**Short problem:**
Format every line of the records below as a numbered list, leaving out blank lines.

━━━━━ Items ━━━━━

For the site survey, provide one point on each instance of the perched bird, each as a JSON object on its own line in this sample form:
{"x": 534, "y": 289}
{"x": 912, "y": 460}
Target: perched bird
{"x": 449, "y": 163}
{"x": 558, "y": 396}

━━━━━

**Task solution:**
1. For the site survey, provide one point on each instance of the perched bird, each as a JSON object on its own line in this sample form:
2. {"x": 534, "y": 289}
3. {"x": 912, "y": 460}
4. Target: perched bird
5. {"x": 449, "y": 163}
6. {"x": 558, "y": 396}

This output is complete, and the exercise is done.